== Supplied data ==
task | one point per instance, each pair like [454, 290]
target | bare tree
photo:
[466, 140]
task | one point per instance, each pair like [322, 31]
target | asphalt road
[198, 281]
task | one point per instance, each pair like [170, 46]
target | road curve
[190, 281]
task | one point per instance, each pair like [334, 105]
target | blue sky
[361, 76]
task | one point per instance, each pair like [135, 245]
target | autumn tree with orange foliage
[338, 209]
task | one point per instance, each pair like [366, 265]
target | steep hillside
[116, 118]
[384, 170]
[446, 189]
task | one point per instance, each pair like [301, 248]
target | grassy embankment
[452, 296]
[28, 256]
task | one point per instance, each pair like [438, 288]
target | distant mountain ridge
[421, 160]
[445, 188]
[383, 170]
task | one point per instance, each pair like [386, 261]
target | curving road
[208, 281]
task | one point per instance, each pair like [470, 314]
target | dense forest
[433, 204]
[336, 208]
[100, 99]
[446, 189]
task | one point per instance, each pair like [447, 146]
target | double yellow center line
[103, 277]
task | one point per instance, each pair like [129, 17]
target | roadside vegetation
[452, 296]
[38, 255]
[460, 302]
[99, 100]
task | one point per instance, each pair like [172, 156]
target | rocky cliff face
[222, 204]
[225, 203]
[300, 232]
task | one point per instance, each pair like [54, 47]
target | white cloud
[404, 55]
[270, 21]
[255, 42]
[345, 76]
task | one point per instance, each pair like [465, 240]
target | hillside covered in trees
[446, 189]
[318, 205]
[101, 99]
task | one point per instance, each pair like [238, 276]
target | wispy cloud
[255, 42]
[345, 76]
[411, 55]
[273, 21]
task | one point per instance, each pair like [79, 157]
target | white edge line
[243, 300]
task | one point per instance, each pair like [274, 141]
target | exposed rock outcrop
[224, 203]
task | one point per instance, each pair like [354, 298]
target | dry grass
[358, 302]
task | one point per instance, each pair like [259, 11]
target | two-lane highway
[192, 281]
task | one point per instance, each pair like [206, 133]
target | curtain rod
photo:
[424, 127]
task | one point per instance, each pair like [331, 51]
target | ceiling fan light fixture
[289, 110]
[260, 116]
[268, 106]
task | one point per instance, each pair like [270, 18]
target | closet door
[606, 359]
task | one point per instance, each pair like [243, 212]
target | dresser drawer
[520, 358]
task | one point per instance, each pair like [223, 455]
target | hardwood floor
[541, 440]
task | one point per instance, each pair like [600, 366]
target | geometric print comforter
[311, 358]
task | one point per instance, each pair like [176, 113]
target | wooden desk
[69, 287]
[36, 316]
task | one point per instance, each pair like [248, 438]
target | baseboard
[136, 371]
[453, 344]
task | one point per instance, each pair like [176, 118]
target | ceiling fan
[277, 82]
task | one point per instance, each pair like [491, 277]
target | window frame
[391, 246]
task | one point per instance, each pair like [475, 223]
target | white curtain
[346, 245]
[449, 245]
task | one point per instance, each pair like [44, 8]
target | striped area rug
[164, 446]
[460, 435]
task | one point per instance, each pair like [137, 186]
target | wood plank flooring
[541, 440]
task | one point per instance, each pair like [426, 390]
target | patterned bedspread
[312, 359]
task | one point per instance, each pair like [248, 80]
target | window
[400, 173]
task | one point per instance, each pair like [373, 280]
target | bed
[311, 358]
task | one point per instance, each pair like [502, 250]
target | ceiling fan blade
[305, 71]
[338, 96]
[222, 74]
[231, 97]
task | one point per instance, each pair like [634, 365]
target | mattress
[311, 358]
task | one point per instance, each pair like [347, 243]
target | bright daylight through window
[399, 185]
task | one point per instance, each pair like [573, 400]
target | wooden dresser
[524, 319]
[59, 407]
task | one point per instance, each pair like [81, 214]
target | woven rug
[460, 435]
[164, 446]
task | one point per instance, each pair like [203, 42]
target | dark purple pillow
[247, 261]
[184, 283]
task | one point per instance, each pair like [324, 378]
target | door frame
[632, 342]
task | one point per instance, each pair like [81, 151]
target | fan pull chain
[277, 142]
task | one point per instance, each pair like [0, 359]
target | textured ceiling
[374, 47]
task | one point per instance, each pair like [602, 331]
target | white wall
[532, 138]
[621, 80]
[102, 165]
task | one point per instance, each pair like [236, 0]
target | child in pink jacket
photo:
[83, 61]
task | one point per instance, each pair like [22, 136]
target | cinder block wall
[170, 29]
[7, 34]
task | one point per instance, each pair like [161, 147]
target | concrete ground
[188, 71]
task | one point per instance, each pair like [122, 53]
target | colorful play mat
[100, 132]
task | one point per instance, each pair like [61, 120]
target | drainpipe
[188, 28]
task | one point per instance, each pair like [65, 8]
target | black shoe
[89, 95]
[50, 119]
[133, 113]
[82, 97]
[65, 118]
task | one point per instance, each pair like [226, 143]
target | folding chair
===
§ **Short problem**
Each line from the one containing "task | one point per instance, each pair like [426, 390]" to the end of the records should be echoed exactly, and no other line.

§ **Complete answer**
task | one point per instance, each pair like [426, 390]
target | patterned bedspread
[312, 359]
task | one point per instance, each pair like [248, 80]
target | window
[400, 173]
task | one point per instance, each pair like [373, 280]
target | bed
[311, 358]
task | one point per instance, each pair like [502, 250]
target | ceiling fan blade
[305, 71]
[338, 96]
[222, 74]
[231, 97]
task | one point per instance, each pair like [634, 365]
target | mattress
[311, 358]
task | one point per instance, each pair like [347, 243]
target | bright daylight through window
[399, 185]
task | one point per instance, each pair like [573, 400]
target | wooden dresser
[524, 319]
[59, 407]
task | one point per instance, each pair like [81, 214]
target | woven rug
[460, 435]
[164, 446]
task | one point per instance, each pair like [203, 42]
target | dark purple pillow
[247, 261]
[184, 283]
task | one point per instance, each pair like [324, 378]
target | door frame
[632, 342]
task | one point per instance, each pair like [81, 151]
target | fan pull chain
[277, 142]
task | one point per instance, each pair like [0, 359]
target | textured ceiling
[374, 47]
task | one point per instance, each pair like [602, 331]
target | white wall
[532, 138]
[621, 80]
[102, 165]
task | one point per instance, each pair like [236, 0]
target | child in pink jacket
photo:
[83, 61]
task | one point per instance, each pair like [22, 136]
target | cinder block wall
[170, 29]
[7, 34]
task | one point per instance, each pair like [161, 147]
target | concrete ground
[188, 71]
task | one point per instance, each pair like [122, 53]
target | colorful play mat
[100, 132]
task | one point per instance, each pair like [61, 120]
target | drainpipe
[188, 28]
task | one point per instance, each pair like [65, 8]
target | black shoe
[89, 95]
[50, 119]
[133, 113]
[82, 97]
[65, 118]
task | one point per instance, each pair like [226, 143]
target | folding chair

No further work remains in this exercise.